CRITICAL: Use skills for all operations - invoke them before running commands.

Available skills and their purposes:

  • Formatting: Use /code-format skill - Format code after editing files
  • Checking/Linting: Use /code-check skill - Validate and lint code changes
  • Testing: Use /code-test skill - Run targeted tests when warranted
  • Code Review: Use /code-review skill - Review code changes for quality

Each Skill provides:

  • When to use - Clear guidance on appropriate usage
  • Available operations - All supported tasks with proper execution
  • Examples - Real-world usage patterns
  • Pre-approved workflows - Operations that can run without user permission
  • Workflow integration - How operations fit into development flow

Remember: If you don't know which operation to perform, invoke the appropriate Skill.

Pre-Implementation Checklist

BEFORE writing ANY code, you MUST:

  1. Understand the task - Research the codebase and identify affected module(s)
  2. Load implementation patterns - Use /code-pattern-discovery skill (see Coding Patterns)
  3. Follow crate-specific patterns - Pattern discovery loads crate-specific and security patterns automatically

Typical Development Workflow

Follow this workflow when implementing features or fixing bugs:

1. Research Phase

  • Understand the codebase and existing patterns
  • Identify related modules and dependencies
  • Review test files and usage examples
  • Use /code-pattern-discovery to load relevant implementation patterns

2. Planning Phase

  • First: Use /code-pattern-discovery to load relevant patterns for the affected module(s)
  • Create detailed implementation plan based on the loaded patterns
  • Ensure plan follows required patterns (error handling, type design, module structure, etc.)
  • Identify validation checkpoints
  • Consider edge cases and error handling according to pattern guidelines
  • Ask user questions if requirements are unclear

3. Implementation Phase

CRITICAL: Before running ANY command in this phase, invoke the relevant Skill.

Data excerpts =
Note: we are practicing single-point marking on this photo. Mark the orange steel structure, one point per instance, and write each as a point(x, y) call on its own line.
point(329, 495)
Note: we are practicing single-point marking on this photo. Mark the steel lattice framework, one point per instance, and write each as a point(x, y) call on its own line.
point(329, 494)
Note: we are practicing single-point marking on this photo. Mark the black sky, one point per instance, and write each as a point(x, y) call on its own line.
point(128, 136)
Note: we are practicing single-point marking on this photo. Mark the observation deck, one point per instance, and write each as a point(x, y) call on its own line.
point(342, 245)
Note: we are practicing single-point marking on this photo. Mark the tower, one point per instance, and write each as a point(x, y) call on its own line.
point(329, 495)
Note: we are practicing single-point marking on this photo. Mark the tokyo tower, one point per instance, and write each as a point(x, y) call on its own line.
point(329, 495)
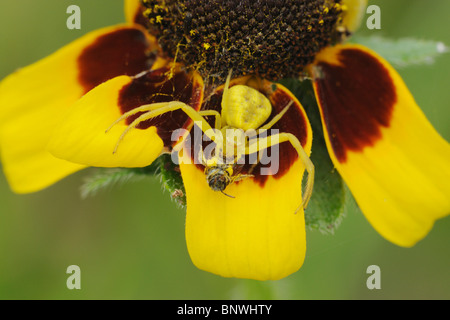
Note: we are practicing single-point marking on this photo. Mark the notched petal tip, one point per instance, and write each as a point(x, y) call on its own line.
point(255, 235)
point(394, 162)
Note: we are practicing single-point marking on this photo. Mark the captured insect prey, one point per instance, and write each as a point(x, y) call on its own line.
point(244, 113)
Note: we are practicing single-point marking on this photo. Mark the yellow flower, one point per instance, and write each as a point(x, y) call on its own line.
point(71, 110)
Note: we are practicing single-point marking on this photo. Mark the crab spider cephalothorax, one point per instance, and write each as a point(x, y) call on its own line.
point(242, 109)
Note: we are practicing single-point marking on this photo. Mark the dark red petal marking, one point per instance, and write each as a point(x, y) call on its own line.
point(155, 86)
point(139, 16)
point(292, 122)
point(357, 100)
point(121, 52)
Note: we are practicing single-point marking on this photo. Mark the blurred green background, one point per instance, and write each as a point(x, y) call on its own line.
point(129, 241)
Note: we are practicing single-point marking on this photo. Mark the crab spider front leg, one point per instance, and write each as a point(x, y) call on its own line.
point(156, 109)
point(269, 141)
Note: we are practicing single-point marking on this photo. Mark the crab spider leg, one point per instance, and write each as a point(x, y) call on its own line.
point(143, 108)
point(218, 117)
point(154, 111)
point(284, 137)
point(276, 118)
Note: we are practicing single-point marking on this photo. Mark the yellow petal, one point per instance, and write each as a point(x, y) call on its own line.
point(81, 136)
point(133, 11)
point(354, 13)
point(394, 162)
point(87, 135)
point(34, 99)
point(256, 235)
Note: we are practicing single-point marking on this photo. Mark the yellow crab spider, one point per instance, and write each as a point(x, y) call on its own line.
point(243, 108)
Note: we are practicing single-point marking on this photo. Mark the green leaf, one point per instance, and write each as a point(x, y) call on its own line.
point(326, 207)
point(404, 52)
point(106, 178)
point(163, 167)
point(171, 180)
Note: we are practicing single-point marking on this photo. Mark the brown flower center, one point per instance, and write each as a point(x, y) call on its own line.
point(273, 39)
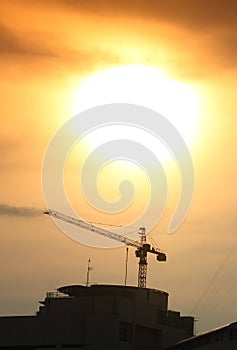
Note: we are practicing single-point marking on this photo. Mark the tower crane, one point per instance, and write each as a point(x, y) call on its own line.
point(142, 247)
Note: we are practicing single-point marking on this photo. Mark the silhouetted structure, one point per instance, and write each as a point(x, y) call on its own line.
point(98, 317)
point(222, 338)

Objective = Repeat the coding workflow guidelines between "Follow this workflow" and "the affected module(s)", inclusive, swapping "dependencies" for "prerequisites".

Result =
Follow this workflow when implementing features or fixing bugs:

1. Research Phase

  • Understand the codebase and existing patterns
  • Identify related modules and prerequisites
  • Review test files and usage examples
  • Use /code-pattern-discovery to load relevant implementation patterns

2. Planning Phase

  • First: Use /code-pattern-discovery to load relevant patterns for the affected module(s)